- [DATA SHOWN]
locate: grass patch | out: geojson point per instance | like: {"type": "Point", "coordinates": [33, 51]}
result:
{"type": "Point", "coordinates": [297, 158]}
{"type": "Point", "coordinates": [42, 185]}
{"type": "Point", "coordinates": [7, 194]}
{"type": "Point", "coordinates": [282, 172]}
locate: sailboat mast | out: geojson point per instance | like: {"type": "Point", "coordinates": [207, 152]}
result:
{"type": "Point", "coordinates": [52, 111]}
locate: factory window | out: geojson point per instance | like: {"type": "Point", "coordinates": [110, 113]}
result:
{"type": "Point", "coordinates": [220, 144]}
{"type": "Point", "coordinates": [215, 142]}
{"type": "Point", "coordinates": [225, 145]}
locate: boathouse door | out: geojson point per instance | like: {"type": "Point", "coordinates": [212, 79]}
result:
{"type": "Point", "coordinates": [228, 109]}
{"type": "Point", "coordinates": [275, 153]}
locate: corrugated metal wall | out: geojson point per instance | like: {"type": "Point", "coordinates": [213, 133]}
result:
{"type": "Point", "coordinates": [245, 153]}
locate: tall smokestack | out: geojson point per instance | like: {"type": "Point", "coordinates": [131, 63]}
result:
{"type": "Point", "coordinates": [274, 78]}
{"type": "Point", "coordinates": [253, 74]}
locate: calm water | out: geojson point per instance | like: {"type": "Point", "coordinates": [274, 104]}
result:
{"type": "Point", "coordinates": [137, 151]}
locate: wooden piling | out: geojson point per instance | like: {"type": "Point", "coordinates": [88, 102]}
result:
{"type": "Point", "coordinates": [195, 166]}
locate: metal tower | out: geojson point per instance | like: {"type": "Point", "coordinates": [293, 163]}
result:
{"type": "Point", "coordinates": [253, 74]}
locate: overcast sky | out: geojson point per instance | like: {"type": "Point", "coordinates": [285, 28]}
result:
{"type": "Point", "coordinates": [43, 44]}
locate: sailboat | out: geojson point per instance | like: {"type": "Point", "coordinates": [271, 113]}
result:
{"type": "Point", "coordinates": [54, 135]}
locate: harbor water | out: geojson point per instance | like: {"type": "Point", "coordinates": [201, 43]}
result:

- [PROBLEM DETAILS]
Count every line above that includes the string "sailboat", and answer with the count only.

- [REPLY TO THE TASK]
2